* Exercise inputs *
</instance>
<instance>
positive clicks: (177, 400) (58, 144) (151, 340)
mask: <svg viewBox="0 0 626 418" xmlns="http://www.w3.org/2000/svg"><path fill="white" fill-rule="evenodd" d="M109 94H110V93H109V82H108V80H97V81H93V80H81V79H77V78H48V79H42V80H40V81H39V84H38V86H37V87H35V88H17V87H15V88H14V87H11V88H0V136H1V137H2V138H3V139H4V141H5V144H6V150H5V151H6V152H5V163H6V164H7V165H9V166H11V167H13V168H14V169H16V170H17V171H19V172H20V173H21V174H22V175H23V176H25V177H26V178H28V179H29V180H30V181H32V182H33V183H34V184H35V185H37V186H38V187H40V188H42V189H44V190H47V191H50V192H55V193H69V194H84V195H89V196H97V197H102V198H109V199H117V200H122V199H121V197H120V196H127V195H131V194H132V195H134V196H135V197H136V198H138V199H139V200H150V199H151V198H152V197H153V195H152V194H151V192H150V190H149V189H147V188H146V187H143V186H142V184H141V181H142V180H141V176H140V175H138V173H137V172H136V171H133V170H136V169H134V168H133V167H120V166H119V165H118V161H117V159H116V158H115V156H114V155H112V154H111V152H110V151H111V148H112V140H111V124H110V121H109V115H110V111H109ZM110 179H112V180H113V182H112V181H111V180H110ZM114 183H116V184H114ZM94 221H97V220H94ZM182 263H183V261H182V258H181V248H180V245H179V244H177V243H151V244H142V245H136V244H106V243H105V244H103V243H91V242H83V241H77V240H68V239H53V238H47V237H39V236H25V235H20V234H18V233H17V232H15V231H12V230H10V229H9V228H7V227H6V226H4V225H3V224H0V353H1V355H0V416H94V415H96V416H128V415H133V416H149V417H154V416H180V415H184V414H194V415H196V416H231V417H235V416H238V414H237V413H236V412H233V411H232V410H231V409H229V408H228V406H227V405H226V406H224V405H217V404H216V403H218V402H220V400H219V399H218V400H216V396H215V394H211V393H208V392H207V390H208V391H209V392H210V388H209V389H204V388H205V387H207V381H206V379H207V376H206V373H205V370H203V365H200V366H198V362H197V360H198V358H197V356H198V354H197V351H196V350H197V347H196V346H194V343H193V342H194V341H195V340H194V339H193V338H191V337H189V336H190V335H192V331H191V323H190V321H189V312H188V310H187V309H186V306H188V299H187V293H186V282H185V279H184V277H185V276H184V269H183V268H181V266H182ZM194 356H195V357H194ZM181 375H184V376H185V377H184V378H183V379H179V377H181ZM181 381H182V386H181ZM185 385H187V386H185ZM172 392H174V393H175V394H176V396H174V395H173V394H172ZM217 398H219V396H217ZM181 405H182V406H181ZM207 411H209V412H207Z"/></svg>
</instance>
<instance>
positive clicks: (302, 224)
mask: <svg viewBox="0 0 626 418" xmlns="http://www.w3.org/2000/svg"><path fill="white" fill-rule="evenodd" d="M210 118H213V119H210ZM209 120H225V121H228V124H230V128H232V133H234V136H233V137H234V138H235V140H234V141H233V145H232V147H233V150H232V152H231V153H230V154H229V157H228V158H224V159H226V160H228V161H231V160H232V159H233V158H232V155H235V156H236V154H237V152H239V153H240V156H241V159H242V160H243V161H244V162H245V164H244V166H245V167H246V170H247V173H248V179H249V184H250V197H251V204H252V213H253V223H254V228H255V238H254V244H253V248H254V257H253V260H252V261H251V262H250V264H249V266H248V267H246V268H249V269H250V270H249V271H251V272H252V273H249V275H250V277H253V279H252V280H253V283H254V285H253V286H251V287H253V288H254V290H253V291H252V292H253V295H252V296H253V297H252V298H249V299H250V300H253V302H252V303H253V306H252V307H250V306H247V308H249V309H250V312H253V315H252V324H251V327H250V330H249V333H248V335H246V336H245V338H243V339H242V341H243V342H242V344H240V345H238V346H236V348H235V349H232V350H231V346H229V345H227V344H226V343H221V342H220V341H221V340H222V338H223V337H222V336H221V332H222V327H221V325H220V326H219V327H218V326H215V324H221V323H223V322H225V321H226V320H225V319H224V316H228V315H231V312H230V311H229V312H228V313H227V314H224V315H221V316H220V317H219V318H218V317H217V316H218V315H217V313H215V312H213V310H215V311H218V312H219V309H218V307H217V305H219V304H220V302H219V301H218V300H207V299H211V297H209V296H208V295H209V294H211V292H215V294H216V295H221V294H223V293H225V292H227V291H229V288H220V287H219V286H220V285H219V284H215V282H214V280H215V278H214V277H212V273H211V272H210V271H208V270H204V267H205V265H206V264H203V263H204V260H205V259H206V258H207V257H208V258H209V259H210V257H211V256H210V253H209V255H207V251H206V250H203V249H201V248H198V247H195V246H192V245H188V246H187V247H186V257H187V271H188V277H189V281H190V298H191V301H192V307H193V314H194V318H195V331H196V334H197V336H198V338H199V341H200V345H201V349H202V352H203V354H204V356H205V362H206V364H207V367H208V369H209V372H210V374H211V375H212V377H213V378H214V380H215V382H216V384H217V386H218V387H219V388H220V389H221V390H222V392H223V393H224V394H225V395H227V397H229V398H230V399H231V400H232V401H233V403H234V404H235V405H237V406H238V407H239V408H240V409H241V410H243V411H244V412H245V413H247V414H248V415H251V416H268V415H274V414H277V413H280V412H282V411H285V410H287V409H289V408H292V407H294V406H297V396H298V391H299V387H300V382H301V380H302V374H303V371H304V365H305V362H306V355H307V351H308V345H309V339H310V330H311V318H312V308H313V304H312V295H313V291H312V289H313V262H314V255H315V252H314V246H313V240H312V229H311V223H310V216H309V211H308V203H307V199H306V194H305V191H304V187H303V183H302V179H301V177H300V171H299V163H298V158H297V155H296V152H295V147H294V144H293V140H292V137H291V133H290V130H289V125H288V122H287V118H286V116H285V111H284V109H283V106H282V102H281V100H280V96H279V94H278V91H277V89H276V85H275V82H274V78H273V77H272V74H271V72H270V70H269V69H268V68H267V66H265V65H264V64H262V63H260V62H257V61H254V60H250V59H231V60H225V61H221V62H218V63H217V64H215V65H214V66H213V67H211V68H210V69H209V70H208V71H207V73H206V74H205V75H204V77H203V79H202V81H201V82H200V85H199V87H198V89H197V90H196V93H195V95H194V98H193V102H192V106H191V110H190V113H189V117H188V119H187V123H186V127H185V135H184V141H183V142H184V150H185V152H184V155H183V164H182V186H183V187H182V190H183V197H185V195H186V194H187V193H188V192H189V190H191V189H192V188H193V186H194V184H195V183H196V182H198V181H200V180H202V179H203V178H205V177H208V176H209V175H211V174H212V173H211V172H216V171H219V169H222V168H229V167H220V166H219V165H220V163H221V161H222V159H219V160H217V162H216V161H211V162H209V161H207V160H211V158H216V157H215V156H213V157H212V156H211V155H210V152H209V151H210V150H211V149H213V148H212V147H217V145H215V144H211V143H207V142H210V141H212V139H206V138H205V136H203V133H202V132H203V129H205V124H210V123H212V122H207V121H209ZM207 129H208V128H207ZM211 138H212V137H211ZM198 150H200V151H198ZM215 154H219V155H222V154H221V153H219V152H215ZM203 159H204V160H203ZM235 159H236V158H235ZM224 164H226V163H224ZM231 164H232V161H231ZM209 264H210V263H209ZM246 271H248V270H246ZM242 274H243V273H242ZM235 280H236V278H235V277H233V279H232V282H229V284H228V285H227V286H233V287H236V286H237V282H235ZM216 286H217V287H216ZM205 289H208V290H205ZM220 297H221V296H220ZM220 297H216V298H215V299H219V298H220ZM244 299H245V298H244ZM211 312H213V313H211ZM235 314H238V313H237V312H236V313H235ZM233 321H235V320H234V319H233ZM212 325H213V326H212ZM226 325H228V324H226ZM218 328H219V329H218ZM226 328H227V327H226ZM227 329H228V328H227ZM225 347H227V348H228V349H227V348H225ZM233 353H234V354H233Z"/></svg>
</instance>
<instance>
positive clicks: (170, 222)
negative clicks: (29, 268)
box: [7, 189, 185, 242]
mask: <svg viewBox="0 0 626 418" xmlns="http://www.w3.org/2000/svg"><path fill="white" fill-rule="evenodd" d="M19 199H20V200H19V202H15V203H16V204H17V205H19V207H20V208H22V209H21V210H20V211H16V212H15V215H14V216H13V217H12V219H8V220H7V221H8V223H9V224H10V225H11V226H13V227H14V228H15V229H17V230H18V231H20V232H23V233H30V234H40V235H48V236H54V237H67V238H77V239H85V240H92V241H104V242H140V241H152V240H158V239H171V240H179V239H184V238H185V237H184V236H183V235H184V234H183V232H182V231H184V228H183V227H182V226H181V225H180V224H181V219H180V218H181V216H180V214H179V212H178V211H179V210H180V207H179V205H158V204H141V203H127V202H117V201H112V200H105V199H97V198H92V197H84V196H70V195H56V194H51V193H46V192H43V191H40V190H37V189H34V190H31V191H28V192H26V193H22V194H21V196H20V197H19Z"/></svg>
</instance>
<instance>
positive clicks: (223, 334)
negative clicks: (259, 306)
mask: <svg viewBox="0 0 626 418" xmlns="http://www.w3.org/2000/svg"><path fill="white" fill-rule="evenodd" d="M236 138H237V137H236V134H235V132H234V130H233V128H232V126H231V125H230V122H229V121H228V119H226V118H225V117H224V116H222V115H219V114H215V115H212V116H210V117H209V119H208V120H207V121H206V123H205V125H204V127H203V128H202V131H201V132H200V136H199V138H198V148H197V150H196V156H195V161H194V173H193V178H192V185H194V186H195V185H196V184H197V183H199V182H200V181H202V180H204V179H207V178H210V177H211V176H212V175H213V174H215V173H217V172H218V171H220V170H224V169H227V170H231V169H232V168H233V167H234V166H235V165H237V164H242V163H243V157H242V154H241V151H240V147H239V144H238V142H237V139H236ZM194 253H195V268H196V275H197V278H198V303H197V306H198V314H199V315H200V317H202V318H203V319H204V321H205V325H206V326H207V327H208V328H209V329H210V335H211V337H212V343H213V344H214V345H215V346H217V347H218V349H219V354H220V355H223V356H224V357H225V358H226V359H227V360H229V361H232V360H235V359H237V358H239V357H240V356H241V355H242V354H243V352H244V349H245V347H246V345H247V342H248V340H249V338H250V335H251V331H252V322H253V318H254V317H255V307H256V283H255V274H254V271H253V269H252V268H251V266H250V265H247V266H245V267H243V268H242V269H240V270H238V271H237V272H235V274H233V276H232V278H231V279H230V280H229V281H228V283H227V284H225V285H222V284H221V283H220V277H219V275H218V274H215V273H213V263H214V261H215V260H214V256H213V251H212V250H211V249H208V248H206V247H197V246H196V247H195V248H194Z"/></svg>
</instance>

* Task to complete *
Whenever the word "clicks" shows up in a line of the entries, list that line.

* Result *
positive clicks: (177, 400) (58, 144) (151, 340)
positive clicks: (302, 224)
positive clicks: (170, 222)
negative clicks: (29, 268)
positive clicks: (223, 334)
negative clicks: (259, 306)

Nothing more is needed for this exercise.